## REQUIRED WORK
Collect every line below that contains the string "sample", matching case exactly.

___ DATA LINES

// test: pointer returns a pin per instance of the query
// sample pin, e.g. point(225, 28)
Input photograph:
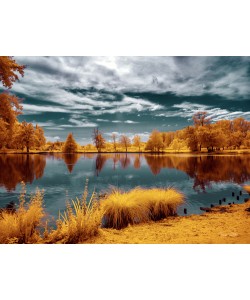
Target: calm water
point(203, 179)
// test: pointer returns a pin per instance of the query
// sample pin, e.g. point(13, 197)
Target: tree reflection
point(70, 160)
point(16, 168)
point(124, 161)
point(99, 163)
point(204, 169)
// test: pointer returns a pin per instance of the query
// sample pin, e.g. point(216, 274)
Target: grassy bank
point(166, 151)
point(84, 217)
point(223, 225)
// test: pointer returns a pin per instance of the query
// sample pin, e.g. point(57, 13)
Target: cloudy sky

______

## WRITTEN RESPONSE
// sample pin, e.g. point(225, 28)
// sample pin, e.g. point(13, 197)
// sample pin, e.g. point(216, 274)
// sample pin, e.g. point(57, 13)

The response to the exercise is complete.